EXERCISE OBJECTIVE
From the forum thread on car towels below, extract the passage starting at "## m4rkymark (Aug" and ending at "(Jul 25, 2012)".

TEXT

+---+

I did 2 washes, first at 60 then at 40, just to make sure most of colour out.

Usually I wash all my car towels and cloths as hot as possible, 95, never had a problem with it :thumb: 
Always use liquid too due to myths and rumours about powder not always fully disolving

Sometime do an extra rinse too


----------



## agent gibbs (Jul 23, 2010)

agent gibbs said:


> Thank you for your purchase!
> 
> Your order # is: 100002058.


Arrived today....Thank you


----------



## m4rkymark (Aug 17, 2014)

My order arrived yesterday, happy with the drying towels and the other stuff I bought :thumb:


----------



## makey (Jul 25, 2012)

Hi mate is free deliverly still on if order 5 bud.
Cheers


----------



## Dode (Jun 13, 2013)

Got mine yesterday, thanks


----------



## Ravinder (Jul 24, 2009)

+---+

[Dataset rows showing where objects appear]
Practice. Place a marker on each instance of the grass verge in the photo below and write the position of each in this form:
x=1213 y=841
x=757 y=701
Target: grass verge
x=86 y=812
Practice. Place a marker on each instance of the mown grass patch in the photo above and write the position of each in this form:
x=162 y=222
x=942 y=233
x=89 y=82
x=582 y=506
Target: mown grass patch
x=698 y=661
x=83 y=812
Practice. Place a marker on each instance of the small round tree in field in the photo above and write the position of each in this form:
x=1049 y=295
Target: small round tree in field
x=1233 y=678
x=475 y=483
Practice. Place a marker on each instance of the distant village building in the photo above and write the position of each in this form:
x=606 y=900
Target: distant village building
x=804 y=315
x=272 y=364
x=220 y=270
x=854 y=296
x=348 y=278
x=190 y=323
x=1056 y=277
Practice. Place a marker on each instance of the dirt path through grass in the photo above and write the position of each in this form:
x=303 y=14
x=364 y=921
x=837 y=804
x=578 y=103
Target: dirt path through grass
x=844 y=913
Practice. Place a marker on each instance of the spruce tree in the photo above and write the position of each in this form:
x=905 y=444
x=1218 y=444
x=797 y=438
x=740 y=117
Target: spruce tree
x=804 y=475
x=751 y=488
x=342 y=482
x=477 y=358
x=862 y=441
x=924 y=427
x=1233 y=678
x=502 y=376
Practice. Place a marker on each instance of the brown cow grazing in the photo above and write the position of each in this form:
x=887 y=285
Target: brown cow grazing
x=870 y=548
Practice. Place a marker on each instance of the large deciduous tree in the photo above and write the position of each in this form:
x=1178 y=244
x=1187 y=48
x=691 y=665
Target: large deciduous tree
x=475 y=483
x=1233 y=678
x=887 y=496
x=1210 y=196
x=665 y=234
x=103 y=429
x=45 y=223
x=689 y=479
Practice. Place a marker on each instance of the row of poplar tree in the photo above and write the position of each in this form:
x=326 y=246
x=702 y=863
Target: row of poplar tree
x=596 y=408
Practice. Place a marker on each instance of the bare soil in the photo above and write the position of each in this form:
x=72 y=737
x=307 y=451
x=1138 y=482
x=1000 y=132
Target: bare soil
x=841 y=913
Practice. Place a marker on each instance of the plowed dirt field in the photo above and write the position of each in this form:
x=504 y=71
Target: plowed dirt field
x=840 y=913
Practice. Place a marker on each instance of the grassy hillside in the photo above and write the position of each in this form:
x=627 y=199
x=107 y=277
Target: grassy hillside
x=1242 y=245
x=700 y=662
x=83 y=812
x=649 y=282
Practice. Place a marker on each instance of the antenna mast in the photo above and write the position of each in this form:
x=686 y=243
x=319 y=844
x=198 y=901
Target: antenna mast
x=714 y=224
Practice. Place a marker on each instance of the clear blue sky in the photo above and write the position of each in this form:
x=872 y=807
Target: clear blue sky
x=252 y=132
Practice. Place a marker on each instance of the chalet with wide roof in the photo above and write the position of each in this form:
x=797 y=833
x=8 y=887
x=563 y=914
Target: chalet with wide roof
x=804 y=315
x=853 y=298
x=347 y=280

+---+

THE REPLY
## m4rkymark (Aug 17, 2014)

My order arrived yesterday, happy with the drying towels and the other stuff I bought :thumb:


----------



## makey (Jul 25, 2012)